◆ AIM OF THE EXERCISE ◆
Filter the data below down to the lines that contain the string "black", and treat uppercase and lowercase as different.

◆ Records in a dataset ◆

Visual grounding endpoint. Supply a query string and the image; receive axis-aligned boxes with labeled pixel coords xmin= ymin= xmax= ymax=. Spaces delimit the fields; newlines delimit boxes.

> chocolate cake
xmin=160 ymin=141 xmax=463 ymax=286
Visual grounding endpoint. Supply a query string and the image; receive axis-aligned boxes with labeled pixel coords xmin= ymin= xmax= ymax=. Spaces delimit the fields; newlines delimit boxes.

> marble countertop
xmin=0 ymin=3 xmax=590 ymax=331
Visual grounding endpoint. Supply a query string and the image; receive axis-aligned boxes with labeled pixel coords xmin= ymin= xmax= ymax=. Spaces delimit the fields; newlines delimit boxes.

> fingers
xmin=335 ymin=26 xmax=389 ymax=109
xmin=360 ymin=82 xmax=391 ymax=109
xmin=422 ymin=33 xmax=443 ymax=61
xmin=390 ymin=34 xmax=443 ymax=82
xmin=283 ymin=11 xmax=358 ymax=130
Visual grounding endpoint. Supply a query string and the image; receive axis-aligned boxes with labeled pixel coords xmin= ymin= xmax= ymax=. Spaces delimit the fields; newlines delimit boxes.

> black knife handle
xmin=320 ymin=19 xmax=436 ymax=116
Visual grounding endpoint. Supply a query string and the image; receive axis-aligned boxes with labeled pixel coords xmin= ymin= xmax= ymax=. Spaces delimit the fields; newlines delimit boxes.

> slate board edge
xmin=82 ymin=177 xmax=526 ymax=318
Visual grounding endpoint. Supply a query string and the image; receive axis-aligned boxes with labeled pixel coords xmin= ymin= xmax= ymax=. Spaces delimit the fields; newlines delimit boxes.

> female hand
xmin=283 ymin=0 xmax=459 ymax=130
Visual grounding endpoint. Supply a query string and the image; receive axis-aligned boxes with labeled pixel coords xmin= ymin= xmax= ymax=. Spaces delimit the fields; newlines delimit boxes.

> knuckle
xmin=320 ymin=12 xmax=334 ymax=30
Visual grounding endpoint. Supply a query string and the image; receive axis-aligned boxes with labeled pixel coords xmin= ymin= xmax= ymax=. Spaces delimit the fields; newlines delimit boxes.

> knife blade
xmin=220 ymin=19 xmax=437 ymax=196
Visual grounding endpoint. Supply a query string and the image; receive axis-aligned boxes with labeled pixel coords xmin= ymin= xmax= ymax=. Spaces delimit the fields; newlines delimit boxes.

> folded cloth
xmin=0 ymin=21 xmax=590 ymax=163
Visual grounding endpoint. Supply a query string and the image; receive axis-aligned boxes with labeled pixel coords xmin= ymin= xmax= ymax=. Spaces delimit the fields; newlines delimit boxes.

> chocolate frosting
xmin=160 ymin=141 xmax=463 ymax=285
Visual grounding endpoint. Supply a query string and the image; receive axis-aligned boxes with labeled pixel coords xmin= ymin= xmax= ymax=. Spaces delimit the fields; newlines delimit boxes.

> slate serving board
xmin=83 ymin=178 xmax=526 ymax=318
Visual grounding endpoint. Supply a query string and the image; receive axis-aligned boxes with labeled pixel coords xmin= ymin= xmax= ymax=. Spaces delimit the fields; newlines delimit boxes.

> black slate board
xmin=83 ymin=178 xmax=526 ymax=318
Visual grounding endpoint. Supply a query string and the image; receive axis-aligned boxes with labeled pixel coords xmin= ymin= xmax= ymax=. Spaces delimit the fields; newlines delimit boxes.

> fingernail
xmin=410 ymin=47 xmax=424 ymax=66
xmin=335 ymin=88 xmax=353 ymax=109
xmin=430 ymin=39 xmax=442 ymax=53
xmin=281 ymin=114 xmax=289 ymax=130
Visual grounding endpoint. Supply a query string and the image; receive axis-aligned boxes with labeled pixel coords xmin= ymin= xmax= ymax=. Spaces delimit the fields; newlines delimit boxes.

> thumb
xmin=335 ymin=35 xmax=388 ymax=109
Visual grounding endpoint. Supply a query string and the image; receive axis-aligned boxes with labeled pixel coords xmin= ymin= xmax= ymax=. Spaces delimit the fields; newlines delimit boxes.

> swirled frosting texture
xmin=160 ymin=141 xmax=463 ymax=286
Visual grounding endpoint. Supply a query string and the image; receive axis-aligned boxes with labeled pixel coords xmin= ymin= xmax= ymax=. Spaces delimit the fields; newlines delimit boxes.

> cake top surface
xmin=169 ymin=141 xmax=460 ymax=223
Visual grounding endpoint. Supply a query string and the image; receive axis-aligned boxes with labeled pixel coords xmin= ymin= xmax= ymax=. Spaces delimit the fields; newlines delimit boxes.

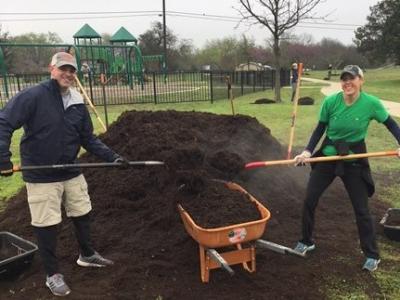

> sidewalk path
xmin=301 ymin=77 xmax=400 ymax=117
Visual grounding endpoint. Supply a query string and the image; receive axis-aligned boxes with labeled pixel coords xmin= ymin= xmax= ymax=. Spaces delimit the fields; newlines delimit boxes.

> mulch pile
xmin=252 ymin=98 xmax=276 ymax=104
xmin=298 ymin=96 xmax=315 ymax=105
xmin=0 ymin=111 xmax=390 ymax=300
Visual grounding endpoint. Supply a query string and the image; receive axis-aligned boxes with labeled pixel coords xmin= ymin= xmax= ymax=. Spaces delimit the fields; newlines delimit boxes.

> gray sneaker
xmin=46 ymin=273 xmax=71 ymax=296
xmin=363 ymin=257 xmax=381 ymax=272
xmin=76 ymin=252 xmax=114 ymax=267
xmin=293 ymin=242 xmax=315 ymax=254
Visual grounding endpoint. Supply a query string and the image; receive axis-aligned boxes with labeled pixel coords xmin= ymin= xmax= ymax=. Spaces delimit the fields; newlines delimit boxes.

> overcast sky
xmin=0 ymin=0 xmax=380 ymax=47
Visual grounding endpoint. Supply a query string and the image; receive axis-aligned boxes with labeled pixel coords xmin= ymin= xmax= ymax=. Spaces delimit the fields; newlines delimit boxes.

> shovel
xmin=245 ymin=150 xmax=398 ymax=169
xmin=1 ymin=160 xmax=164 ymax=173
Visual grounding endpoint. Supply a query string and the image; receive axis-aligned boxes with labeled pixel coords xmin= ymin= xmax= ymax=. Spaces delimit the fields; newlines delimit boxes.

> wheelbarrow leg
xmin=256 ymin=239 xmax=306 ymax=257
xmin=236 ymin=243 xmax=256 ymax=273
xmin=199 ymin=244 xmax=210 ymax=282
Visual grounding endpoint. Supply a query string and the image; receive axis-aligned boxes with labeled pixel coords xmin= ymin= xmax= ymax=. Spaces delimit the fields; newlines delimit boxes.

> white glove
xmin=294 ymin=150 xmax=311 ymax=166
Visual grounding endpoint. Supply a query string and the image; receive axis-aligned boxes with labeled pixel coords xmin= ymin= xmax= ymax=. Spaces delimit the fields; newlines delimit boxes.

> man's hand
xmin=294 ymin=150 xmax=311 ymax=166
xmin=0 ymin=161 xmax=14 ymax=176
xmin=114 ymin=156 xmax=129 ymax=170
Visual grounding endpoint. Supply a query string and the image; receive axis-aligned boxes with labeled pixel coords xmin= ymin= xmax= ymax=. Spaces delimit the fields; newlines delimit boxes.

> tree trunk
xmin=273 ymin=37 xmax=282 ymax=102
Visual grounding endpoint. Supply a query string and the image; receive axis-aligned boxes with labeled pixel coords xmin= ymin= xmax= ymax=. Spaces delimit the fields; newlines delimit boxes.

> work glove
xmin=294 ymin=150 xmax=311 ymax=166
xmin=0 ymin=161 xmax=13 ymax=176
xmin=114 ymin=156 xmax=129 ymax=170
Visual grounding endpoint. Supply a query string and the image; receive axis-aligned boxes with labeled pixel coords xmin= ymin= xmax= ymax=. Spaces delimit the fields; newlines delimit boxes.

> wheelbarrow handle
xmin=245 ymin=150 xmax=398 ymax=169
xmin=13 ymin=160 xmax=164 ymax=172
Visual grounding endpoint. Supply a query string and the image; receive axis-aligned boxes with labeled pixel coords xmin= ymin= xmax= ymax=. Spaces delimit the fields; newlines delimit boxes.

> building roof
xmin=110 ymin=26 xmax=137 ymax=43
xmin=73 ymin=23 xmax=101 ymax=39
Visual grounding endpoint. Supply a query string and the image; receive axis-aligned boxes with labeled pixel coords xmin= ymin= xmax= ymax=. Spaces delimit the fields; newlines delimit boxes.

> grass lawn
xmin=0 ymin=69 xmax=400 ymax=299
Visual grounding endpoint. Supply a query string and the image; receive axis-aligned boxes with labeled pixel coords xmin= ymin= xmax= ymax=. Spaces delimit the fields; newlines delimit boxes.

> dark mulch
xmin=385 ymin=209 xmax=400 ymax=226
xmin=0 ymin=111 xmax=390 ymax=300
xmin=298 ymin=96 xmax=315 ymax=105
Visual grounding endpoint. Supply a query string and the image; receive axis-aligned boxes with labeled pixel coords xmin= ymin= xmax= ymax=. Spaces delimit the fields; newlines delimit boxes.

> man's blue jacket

◆ WORKED SOLUTION ◆
> black knife handle
> black slate board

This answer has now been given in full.